Low-interest rates and the Covid-19 meltdown triggered a gold bull market, which saw gold rise from slightly above $45 per gram to more than $56 last year. Gold prices may reach all-time highs in 2022 if the current state of financial instability persists, which will most certainly be driven by Russia’s attack on Ukraine and the slowdown in economic development that has followed the pandemic.
Investing in gold is essential as inflation continues to rise around the world. As inflation spiked to its highest level in the United States in 40 years and in Europe in 13 years last year, many investors sought to cushion themselves. Central banks are expected to purchase a significant amount of gold this year due to rising inflation. In 2021, central bank buying surged by an astonishing 82%, with Thailand topping the list with a purchase of 90 tons of gold, according to the World Gold Council.
“A perfect storm” of growing investor and central bank demand, along with strong Asian retail demand, led Goldman Sachs to raise its 2022 gold projection to $2,500 per t oz. Here, we’ll take a look at some of the ways you might participate in the global gold market.
Why invest in gold?
Investors typically resort to gold as a safe haven when times become difficult or international crises like the one between Russia and Ukraine throw the markets into panic. Investors seeking a safe haven with an established track record of returns are increasingly turning to gold in these times of rising inflation and stock market volatility.

──────────────────────────────

- TASK REQUIREMENTS -
In the article on gold investing, why did Goldman Sachs raise its 2022 gold projection? Answer in one to three sentences.

- INFORMATION -
──────────────────────────────

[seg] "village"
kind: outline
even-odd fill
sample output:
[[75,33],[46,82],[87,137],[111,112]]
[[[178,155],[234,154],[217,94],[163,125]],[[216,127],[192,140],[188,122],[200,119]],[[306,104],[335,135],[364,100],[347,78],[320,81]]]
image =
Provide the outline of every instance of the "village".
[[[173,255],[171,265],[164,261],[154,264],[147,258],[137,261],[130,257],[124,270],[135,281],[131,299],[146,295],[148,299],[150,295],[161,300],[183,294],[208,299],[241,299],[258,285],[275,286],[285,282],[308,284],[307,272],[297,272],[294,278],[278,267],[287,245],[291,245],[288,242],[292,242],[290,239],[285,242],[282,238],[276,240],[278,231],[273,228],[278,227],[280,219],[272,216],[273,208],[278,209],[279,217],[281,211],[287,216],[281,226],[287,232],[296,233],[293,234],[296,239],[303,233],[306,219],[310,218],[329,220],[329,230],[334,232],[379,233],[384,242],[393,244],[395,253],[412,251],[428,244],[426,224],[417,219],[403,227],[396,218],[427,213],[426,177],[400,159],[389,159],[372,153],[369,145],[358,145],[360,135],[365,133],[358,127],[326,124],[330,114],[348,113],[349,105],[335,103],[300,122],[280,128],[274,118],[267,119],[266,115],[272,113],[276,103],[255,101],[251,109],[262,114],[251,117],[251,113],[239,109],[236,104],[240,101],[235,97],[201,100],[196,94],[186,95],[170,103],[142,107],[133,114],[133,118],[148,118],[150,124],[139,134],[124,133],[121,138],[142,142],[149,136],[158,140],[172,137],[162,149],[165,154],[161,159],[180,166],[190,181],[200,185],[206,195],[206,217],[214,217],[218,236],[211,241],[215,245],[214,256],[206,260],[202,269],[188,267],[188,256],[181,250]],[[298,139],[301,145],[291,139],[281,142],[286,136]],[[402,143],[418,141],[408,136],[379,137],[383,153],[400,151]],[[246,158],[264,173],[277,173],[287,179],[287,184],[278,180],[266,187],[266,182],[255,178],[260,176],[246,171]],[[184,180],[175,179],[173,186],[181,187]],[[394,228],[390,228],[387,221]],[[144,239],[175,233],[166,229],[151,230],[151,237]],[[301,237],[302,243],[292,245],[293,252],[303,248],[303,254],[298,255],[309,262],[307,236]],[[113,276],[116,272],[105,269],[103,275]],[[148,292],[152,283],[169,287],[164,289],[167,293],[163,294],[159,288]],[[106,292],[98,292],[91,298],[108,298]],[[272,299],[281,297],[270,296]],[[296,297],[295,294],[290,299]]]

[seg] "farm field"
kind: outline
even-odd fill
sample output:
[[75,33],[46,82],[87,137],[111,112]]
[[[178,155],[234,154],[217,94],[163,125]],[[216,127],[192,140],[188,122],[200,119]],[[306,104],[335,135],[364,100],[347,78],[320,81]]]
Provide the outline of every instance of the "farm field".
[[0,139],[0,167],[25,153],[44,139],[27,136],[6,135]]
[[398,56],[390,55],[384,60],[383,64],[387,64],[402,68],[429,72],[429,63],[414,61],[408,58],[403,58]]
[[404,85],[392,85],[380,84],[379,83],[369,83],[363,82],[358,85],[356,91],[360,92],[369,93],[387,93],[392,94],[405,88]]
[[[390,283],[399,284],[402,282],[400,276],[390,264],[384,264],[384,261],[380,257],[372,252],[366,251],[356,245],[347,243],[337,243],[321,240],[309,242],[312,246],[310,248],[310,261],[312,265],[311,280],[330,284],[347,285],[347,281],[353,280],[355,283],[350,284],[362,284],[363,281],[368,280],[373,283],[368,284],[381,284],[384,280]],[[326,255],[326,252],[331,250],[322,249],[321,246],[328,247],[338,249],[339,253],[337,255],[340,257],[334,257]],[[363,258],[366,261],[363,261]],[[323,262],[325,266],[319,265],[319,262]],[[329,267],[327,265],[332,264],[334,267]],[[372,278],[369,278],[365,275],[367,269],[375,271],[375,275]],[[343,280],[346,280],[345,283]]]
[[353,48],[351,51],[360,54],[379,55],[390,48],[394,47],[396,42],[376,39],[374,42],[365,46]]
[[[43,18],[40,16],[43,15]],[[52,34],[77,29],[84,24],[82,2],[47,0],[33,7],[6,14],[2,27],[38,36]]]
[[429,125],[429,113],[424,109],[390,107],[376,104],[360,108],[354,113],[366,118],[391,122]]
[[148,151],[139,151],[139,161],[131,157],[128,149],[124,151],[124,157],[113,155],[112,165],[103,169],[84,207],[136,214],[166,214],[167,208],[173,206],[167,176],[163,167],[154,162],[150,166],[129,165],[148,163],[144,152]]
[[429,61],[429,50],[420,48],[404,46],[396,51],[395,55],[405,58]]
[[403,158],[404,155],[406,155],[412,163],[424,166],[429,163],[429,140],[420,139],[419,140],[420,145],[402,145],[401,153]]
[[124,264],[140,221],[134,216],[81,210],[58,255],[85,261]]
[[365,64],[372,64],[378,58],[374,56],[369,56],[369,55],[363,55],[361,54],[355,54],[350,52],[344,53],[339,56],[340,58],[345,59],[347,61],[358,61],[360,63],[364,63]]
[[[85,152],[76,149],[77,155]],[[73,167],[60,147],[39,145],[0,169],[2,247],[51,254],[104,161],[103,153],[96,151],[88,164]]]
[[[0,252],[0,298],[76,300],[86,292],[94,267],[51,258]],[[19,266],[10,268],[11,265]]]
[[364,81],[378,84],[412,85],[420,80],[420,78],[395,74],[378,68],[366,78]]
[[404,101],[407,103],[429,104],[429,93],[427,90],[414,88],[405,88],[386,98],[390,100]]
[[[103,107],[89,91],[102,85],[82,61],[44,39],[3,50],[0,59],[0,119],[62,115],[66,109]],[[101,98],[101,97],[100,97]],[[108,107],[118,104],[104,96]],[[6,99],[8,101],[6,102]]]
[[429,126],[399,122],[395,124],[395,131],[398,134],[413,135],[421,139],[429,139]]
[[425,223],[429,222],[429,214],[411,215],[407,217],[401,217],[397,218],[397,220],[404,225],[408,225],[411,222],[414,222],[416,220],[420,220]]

──────────────────────────────

- EXERCISE ANSWER -
Goldman Sachs raised its 2022 gold projection to $2,500 per t oz because of what the article calls "a perfect storm." That storm was growing demand from investors and central banks, together with strong Asian retail demand.